Records to use
****************
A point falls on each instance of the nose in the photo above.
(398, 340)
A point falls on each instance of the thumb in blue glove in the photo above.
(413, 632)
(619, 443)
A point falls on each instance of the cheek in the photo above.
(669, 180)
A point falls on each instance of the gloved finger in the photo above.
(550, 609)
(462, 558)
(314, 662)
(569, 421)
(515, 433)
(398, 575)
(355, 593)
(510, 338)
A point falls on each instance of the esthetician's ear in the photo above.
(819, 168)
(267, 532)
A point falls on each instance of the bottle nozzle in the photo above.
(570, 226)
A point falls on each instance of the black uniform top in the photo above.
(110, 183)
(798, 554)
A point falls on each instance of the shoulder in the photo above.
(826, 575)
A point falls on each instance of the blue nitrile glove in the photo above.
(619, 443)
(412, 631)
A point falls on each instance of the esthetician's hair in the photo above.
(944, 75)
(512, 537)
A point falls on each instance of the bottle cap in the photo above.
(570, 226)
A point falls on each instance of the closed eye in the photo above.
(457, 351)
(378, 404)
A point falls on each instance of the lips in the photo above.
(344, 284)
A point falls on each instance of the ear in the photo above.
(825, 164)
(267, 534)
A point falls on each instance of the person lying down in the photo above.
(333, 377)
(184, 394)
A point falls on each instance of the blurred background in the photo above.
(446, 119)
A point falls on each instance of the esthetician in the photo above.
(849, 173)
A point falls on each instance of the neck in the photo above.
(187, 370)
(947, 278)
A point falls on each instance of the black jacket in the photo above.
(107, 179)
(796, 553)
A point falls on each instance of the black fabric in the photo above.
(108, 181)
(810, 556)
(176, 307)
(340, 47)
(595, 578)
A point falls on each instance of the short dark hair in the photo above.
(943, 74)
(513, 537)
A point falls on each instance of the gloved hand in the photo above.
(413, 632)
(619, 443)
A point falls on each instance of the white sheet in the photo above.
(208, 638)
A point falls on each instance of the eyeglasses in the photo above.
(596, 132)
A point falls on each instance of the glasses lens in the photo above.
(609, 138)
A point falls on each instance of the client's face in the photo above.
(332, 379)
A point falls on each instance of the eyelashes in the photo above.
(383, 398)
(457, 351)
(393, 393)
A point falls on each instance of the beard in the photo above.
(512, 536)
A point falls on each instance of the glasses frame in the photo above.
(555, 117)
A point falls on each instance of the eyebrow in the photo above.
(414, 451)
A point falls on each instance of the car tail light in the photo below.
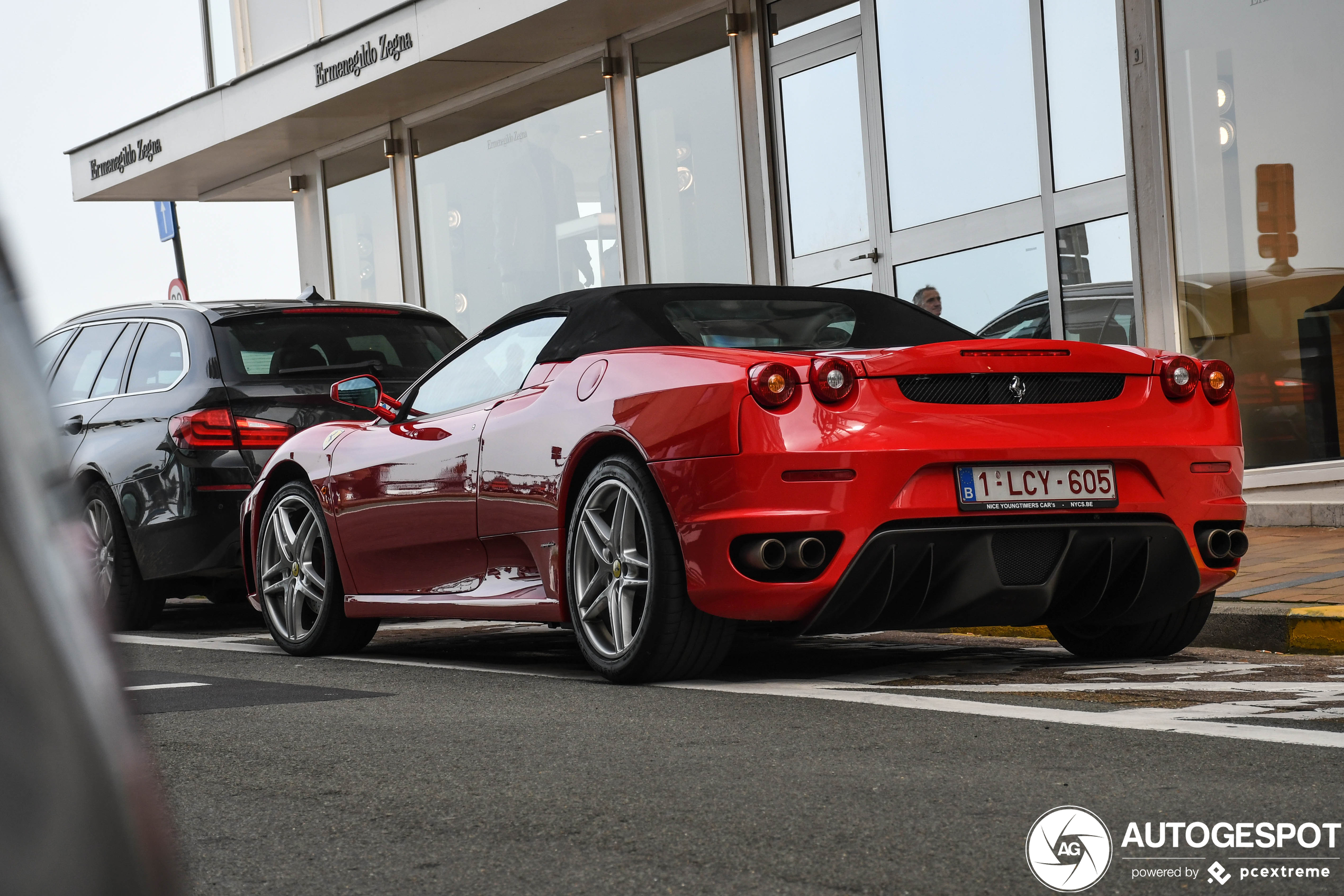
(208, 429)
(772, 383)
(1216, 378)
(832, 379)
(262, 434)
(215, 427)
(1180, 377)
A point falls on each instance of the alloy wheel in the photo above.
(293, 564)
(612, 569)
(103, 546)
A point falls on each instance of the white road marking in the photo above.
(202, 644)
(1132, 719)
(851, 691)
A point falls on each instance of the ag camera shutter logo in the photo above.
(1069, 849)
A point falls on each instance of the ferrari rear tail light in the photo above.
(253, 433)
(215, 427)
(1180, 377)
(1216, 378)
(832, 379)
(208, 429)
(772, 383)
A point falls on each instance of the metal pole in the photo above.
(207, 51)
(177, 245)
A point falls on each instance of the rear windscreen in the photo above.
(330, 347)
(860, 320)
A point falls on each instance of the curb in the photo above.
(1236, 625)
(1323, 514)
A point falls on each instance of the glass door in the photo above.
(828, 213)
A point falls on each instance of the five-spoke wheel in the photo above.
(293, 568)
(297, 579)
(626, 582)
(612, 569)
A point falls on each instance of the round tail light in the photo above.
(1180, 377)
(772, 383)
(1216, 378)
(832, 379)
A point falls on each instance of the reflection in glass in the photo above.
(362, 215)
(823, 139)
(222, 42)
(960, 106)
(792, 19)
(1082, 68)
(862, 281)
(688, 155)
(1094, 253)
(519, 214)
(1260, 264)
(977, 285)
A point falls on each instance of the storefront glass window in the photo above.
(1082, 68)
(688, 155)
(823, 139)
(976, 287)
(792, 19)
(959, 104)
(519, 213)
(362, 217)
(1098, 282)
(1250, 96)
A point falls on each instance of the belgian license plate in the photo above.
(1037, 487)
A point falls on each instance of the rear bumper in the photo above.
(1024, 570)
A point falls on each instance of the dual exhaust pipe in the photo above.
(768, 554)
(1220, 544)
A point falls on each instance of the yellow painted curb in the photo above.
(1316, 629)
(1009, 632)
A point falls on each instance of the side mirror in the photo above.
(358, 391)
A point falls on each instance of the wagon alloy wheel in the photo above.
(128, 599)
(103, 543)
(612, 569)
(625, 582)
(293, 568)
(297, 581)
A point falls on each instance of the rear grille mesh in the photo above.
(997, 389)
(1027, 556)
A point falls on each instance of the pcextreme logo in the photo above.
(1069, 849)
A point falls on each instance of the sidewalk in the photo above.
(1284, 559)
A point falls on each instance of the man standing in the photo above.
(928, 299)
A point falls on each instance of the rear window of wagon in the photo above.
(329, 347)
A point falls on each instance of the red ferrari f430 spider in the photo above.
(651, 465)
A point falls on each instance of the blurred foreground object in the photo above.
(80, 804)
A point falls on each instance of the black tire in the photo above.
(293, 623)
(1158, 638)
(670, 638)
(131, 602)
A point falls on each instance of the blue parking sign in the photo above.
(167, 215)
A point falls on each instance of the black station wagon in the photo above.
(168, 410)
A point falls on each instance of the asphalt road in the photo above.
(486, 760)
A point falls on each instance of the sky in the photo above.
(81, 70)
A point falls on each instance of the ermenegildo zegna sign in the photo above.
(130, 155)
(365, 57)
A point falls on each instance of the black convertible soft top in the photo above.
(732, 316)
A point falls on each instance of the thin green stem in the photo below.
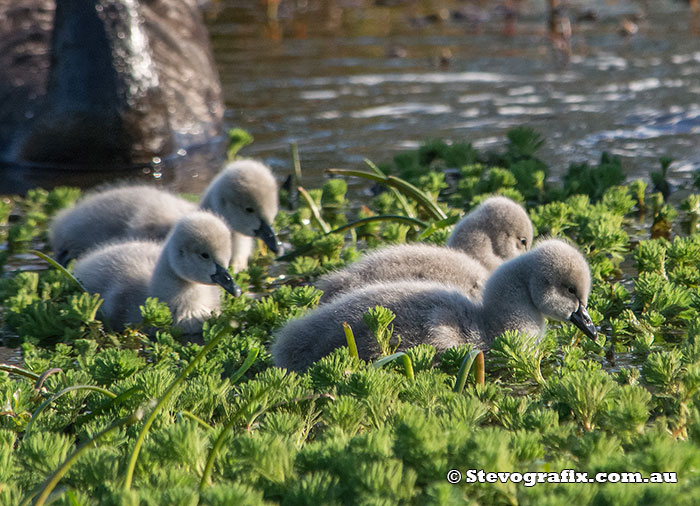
****************
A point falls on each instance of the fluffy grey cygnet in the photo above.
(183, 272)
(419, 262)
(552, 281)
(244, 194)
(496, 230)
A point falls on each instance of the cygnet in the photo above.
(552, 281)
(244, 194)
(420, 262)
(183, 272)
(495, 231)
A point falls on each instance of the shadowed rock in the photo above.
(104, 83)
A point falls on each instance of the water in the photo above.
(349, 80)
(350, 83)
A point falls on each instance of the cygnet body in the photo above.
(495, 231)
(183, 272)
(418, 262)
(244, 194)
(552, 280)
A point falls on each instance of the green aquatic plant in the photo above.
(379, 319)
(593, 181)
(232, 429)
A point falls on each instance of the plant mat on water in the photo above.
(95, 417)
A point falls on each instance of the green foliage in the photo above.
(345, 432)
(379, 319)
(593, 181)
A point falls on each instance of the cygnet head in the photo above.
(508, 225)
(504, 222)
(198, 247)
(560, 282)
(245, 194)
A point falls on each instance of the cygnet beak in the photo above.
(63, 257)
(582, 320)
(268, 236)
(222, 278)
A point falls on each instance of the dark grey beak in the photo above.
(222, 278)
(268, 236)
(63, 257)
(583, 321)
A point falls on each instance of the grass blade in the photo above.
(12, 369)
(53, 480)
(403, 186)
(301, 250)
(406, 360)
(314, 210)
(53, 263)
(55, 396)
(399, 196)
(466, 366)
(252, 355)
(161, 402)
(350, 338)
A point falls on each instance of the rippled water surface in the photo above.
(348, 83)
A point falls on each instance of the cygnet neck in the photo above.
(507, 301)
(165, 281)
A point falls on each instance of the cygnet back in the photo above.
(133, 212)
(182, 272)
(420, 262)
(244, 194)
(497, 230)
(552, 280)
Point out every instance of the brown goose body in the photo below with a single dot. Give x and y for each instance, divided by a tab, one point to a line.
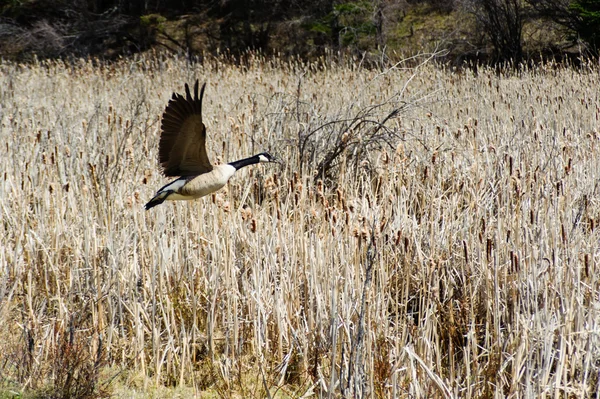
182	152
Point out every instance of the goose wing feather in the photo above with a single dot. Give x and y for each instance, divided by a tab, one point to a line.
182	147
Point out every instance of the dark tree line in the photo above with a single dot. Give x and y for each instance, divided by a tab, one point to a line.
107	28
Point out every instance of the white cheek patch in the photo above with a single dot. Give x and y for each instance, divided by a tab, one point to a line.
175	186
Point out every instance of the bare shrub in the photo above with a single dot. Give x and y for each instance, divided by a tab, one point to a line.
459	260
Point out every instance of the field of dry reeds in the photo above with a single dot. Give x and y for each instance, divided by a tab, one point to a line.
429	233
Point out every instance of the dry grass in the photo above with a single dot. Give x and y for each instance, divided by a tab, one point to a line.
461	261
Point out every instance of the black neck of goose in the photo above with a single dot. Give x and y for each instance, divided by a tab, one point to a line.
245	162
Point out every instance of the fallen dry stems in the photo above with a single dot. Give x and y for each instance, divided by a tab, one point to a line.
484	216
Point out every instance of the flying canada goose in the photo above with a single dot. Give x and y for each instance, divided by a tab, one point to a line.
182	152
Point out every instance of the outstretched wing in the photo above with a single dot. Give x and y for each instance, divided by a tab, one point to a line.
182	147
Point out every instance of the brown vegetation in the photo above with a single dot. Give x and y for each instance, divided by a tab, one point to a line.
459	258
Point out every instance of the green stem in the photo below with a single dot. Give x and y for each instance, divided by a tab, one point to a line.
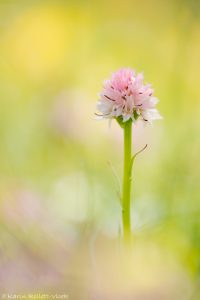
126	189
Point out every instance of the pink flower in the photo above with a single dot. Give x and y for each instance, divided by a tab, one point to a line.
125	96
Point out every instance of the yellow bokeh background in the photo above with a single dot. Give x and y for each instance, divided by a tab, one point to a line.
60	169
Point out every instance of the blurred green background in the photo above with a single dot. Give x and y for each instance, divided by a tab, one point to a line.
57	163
****************
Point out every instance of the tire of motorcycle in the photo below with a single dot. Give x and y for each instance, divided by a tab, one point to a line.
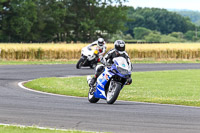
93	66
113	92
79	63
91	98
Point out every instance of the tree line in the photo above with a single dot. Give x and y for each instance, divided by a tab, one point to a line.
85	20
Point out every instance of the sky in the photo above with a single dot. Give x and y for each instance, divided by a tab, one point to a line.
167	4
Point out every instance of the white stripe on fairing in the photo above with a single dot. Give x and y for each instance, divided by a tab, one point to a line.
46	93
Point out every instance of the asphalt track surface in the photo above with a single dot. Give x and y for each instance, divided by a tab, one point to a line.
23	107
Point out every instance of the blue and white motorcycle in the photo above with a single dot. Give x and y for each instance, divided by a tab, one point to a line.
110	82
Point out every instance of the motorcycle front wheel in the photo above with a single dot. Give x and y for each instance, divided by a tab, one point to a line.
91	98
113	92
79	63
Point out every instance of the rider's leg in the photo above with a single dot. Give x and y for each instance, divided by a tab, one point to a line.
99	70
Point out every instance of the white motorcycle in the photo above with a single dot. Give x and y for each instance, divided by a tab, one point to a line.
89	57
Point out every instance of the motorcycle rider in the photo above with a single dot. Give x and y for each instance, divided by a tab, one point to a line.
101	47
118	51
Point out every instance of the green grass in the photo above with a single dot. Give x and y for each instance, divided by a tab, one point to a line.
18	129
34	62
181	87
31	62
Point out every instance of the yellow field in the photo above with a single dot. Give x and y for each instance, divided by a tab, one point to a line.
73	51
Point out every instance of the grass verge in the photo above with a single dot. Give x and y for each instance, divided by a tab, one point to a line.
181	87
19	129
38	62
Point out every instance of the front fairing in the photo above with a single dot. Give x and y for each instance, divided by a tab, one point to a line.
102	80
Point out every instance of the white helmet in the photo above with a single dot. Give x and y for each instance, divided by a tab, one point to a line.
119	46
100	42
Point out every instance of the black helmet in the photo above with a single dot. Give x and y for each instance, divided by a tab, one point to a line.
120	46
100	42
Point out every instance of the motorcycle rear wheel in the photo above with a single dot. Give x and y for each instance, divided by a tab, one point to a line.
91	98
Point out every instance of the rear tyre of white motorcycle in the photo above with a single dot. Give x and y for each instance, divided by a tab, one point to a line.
****************
What is expected
Set down, exactly as they appear above, all lines from the one that has "A point falls on each instance of the blue parking" down to the one that has "A point falls on each instance of the thin", including those two and no others.

Answer box
A point falls on each instance of the blue parking sign in the photo above.
(167, 215)
A point falls on each instance of the black station wagon in the photo above.
(168, 410)
A point falls on each instance of the asphalt road in the photo above.
(486, 760)
A point falls on each instance of the sky in the photo above.
(81, 70)
A point falls on each instance of the ermenegildo zegna sign in the photo above.
(130, 155)
(365, 57)
A point falls on each instance of the black convertible soft top in the photo above.
(732, 316)
A point falls on each instance of the thin green stem in the photo below.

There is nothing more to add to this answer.